Source excerpt:
>> BEGIN
Uniform convergence and integration: $\lim_{n \to \infty} \int_{0}^{1} \frac{1}{1+x^2+\frac{x^4}{n}} dx=?$

Question

For f$_n$(x)=$\frac{1}{1+x^2+\frac{x^4}{n}}$, we need to calculate $\lim_{n \to \infty} \int_{0}^{1} f_n(x) dx$ . I want to prove f$_n$ is Riemann integrable and f$_n$ uniformly converges to f, then I can have $\lim_{n \to \infty} \int_{0}^{1} f_n(x) dx$ = $\int_{0}^{1} f(x)dx$. But how to prove these two steps?

Answer 1

That $\int_0^1 f_n(x)\mathsf dx$ exists follows from $f_n$ being continuous and bounded on $[0,1]$. It's clear that the limit function is $f(x)=\frac1{1+x^2}$. To show that $f_n$ converges uniformly, it suffices to show that $$\sup_{x\in[0,1]}|f(x)-f_n(x)|\stackrel{n\to\infty}\longrightarrow 0.$$ We compute $$|f(x)-f_n(x)| = \left|\frac1{1+x^2}-\frac1{1+x^2+\frac{x^4}n} \right| = \frac{x^4}{n(1+x^2)\left(1+x^2 + \frac{x^4}n\right)}$$ (the absolute value isn't necessary since $f(x)>f_n(x)$ for all $n,x$). Since $0\leqslant x^4\leqslant 1$ and $(1+x^2)\left(1+x^2 + \frac{x^4}n\right)>1$ for all $n,x$, we have $$\sup_{x\in[0,1]}|f(x) - f_n(x)|\leqslant\frac1n\stackrel{n\to\infty}\longrightarrow 0.$$ Therefore \begin{align} \lim_{n\to\infty}\int_0^1 f_n(x)\mathsf dx &= \int_0^1 f(x)\mathsf dx\\ &= \int_0^1 \frac1{1+x^2}\mathsf dx\\ &= \arctan 1 - \arctan 0\\ &= \frac\pi4. \end{align}

As a side note, you don't actually need uniform convergence here. It's enough to observe that each $f_n$ has finite integral, $f_n(x)\stackrel{n\to\infty}\longrightarrow f(x)$ for all $x\in[0,1]$, and $f_n(x)<f_{n+1}(x)$ for all $x\in[0,1]$. Then we may interchange the limit and integral by the monotone convergence theorem.
>> END
Data extract:
>> BEGIN
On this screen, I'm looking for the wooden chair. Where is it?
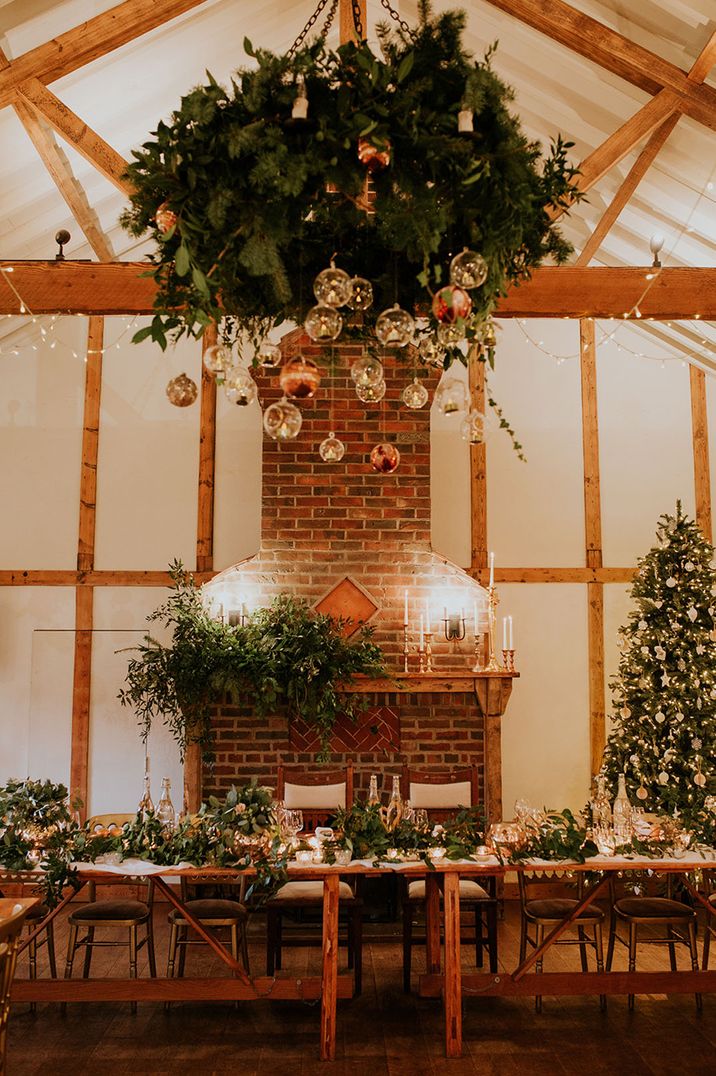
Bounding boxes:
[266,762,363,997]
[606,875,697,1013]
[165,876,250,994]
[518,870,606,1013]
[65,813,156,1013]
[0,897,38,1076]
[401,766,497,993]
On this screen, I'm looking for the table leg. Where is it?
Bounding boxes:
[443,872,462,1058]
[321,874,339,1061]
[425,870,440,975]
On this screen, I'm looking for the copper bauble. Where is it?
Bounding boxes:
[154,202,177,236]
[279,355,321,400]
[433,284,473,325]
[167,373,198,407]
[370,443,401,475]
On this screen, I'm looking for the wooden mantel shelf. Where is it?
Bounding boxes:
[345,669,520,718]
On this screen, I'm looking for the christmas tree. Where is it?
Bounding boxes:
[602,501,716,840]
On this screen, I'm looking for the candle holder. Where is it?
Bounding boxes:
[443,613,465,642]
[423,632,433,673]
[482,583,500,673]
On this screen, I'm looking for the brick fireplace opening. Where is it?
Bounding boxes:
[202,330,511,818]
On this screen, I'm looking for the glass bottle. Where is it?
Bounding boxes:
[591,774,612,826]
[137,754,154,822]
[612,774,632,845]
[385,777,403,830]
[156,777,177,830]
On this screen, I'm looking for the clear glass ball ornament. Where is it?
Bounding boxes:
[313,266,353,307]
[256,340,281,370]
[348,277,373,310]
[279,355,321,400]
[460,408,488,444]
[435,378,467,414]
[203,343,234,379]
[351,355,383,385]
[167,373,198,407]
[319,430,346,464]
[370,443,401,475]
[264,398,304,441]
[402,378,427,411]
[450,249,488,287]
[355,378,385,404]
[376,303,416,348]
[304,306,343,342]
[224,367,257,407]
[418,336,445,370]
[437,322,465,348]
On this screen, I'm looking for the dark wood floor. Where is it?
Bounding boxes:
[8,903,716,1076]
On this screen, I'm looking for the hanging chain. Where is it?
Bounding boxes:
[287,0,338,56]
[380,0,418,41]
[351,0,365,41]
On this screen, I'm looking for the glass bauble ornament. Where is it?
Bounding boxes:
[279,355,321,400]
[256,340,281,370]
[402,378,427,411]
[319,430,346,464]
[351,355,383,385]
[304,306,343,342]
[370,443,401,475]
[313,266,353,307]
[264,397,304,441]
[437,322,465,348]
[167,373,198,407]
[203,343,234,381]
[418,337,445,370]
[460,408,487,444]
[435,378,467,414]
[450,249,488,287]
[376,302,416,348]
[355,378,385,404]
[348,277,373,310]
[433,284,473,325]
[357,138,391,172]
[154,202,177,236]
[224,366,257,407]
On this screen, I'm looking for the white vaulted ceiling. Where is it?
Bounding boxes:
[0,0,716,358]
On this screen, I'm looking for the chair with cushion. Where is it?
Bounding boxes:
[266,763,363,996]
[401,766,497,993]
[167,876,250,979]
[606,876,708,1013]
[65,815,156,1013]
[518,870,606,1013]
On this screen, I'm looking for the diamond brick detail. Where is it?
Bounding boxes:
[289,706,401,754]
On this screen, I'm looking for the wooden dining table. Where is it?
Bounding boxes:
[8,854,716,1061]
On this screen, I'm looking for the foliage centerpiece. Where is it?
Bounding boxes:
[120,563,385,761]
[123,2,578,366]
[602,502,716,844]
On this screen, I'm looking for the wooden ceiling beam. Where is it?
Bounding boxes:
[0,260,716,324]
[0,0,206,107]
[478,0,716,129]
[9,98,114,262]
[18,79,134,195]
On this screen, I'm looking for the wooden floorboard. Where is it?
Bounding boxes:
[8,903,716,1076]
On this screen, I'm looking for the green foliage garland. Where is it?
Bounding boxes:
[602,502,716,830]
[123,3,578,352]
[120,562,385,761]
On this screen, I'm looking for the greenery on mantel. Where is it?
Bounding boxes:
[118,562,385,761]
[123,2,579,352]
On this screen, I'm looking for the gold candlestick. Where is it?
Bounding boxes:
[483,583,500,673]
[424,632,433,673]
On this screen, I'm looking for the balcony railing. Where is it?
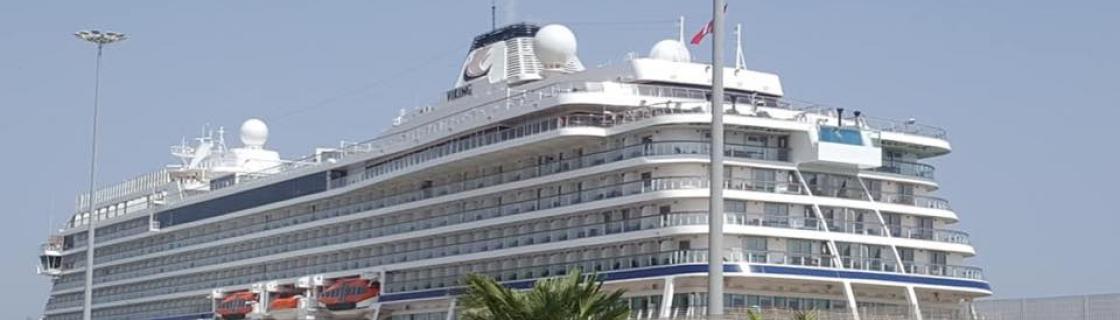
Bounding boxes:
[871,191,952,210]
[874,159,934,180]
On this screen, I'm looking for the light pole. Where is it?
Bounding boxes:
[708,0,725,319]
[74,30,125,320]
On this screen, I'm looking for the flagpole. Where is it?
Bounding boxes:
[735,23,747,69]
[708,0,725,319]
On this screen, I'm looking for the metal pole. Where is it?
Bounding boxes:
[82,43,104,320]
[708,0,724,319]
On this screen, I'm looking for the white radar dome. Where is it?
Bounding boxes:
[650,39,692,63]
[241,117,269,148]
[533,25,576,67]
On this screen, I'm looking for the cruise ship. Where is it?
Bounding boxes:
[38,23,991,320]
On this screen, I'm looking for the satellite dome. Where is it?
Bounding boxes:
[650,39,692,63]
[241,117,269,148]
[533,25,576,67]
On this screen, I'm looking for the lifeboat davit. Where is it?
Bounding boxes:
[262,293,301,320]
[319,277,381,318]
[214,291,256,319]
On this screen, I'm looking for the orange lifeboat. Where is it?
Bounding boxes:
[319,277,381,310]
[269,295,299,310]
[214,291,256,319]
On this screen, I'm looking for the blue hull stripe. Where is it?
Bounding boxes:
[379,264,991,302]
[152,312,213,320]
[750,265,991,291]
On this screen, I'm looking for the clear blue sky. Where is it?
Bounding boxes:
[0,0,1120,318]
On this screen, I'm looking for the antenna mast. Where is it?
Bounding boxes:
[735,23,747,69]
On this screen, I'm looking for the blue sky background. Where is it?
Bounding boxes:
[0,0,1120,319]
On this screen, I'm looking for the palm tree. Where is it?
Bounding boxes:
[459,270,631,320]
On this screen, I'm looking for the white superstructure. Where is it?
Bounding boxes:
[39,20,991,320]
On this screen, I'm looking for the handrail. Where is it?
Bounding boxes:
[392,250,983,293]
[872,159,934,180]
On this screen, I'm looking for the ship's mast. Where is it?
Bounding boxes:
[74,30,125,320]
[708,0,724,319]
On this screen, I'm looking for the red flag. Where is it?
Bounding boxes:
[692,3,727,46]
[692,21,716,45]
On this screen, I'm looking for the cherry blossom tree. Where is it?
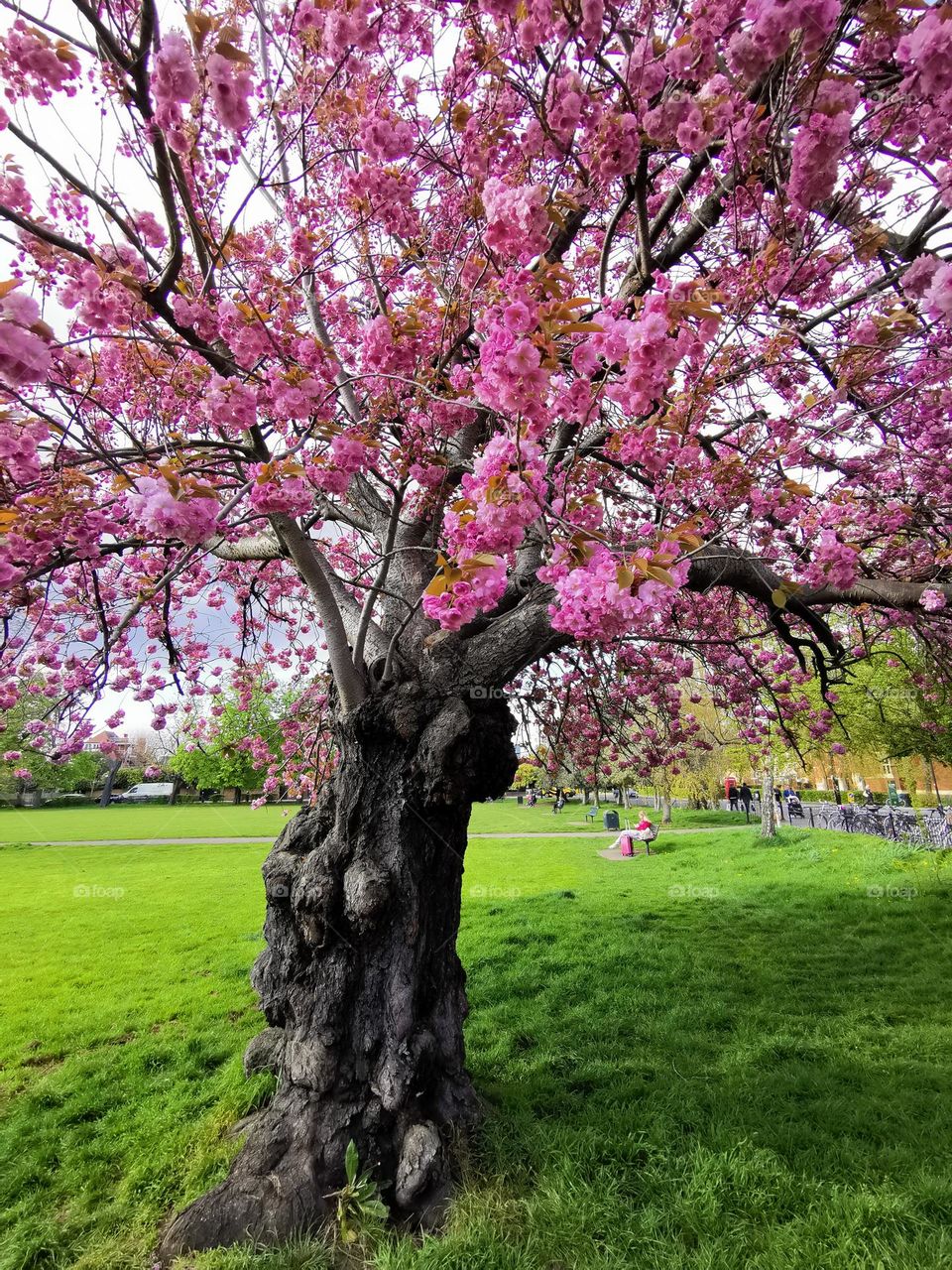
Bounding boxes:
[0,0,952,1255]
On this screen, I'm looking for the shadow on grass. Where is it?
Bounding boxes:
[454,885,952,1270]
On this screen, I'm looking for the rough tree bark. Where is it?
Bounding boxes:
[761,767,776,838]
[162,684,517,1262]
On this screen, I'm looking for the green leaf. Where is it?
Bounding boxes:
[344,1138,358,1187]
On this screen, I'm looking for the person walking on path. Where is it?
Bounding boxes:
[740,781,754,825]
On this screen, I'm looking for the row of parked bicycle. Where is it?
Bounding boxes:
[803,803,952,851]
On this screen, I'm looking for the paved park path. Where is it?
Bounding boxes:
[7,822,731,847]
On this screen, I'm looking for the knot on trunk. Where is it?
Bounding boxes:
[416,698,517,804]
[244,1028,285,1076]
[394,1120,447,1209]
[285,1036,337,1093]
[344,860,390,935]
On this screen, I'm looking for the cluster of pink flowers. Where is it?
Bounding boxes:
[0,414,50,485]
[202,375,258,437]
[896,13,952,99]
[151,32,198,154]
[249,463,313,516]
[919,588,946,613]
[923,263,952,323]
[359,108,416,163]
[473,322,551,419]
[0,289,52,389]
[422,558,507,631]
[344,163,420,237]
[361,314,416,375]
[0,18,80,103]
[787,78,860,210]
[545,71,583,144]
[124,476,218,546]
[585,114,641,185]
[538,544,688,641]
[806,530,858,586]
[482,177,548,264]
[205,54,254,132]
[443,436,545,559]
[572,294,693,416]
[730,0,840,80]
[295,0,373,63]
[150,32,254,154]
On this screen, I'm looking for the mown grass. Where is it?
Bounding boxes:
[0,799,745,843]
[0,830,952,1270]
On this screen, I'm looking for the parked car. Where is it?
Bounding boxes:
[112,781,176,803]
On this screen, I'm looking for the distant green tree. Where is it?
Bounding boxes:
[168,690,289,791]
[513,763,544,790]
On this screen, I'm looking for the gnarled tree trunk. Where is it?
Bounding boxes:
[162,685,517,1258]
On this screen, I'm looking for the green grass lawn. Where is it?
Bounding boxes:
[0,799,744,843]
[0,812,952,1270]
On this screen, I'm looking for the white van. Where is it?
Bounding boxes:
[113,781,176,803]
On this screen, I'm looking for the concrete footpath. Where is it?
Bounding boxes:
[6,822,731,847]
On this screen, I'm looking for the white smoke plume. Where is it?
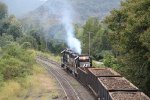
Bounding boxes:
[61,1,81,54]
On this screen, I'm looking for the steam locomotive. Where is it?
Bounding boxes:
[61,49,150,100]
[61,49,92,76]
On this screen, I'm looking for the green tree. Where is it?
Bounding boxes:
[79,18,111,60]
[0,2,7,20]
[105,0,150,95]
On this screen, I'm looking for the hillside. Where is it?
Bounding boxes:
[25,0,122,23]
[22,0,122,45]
>> END
Required work:
1. Restate word for word the passage of the uniform convergence thread between "As a side note, you" and "monotone convergence theorem.", inclusive.
2. Quote the rows between the lines holding "On this screen, I'm looking for the shadow" and "[7,822,731,847]", inclusive.

Responses for each task:
1.
As a side note, you don't actually need uniform convergence here. It's enough to observe that each $f_n$ has finite integral, $f_n(x)\stackrel{n\to\infty}\longrightarrow f(x)$ for all $x\in[0,1]$, and $f_n(x)<f_{n+1}(x)$ for all $x\in[0,1]$. Then we may interchange the limit and integral by the monotone convergence theorem.

2.
On this screen, I'm looking for the shadow on grass. Where is it?
Bounding boxes:
[454,885,952,1270]
On this screen, I'm looking for the rough tree bark. Where is it?
Bounding boxes:
[761,767,776,838]
[162,684,517,1262]
On this screen, I'm looking for the green leaf. Where is it?
Bounding boxes:
[344,1138,358,1187]
On this screen, I'm looking for the person walking on path. Where is it?
Bounding boxes:
[740,781,754,825]
On this screen, I'm looking for the row of parked bicycle. Where is it?
Bounding boxes:
[803,803,952,851]
On this screen, I'm looking for the paved park path. Where is it?
Bounding boxes:
[7,822,731,847]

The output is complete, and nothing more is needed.